> [DOCUMENT EXTRACT]:

::::

By Nina Huang
Northwest Asian Weekly
At 80, Patti Warashina has accomplished a lot and received many prestigious awards in her distinguished art career, but her latest achievement was the 2020 Visionary Award from the Smithsonian Institute. And, this is the first time it’s been awarded to a ceramic artist.
Warashina almost went on a completely different path, had she not taken a career-changing art class in college.
Warashina grew up in Spokane and was raised by her mother, after her father passed when she was 10. Warashina’s mother was a stay-at-home mom for a few years, but was also very artistic.
Warashina remembers fondly of a large dollhouse that her mother made for her that she used to play with a lot. While her artistic influences came later, as a child, she was very interested in sports.
Her mother eventually worked at J.C. Penney in their display department and was able to get her creative juices flowing working with her colleagues.

::::

> [DATA EXTRACT]:
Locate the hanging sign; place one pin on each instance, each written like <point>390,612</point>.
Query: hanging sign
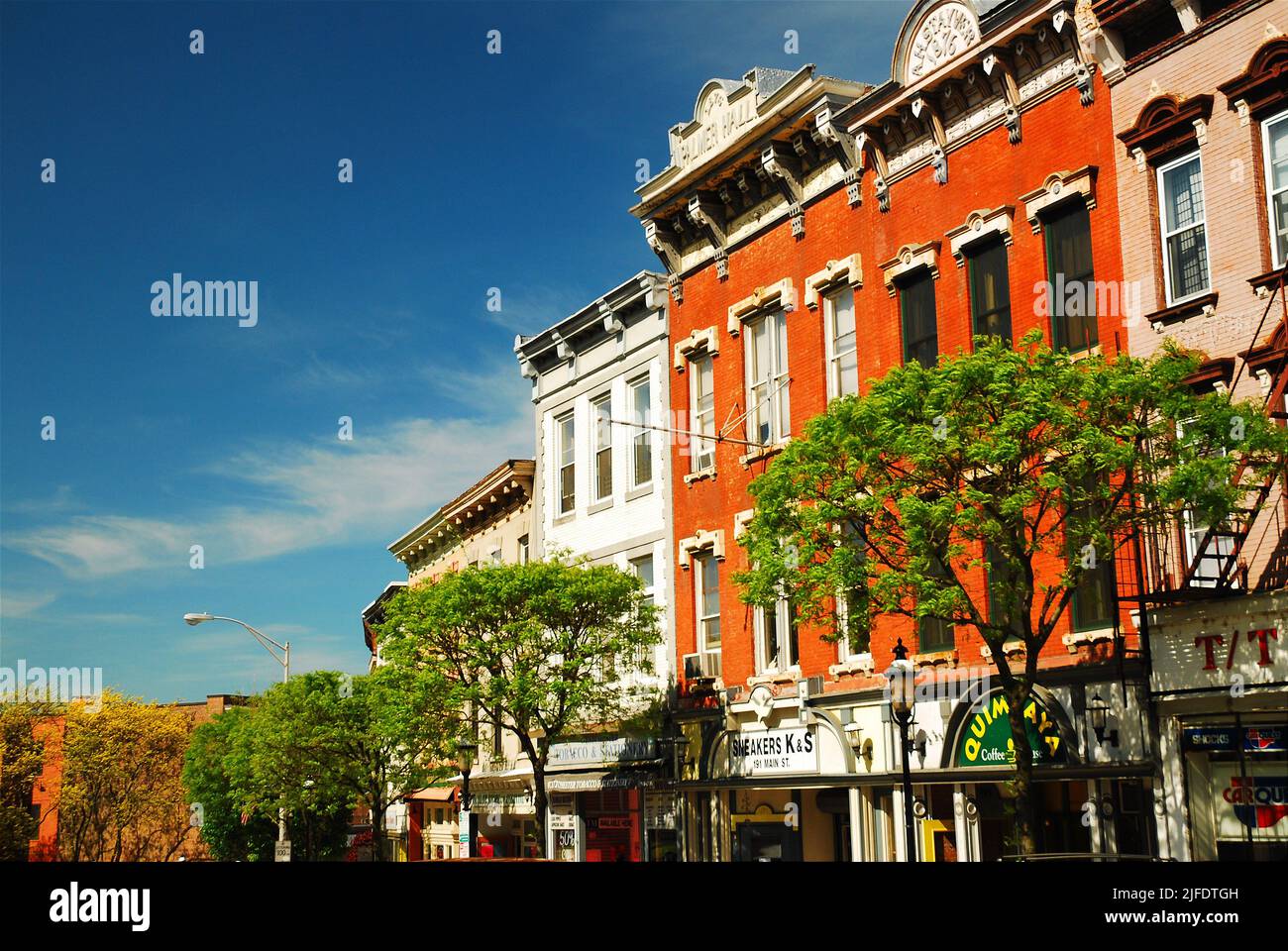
<point>987,739</point>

::::

> [PROBLEM SET]:
(A) List every number that appears in the article about Patti Warashina.
(B) In the article about Patti Warashina, in which department did her mother work at J.C. Penney?
(C) Using the article about Patti Warashina, decide whether each statement agrees with it: (i) The Visionary Award had gone to a ceramic artist before Warashina received it. (ii) As a child, Warashina was very interested in sports. (iii) Warashina was raised by her father after her mother died. Answer yes or no for each and quote the words that decide it.

> [EXERCISE ANSWERS]:
(A) 80, 2020, 10

(B) The display department.

(C)
(i) No: "this is the first time it’s been awarded to a ceramic artist."
(ii) Yes: "as a child, she was very interested in sports."
(iii) No: "was raised by her mother, after her father passed when she was 10."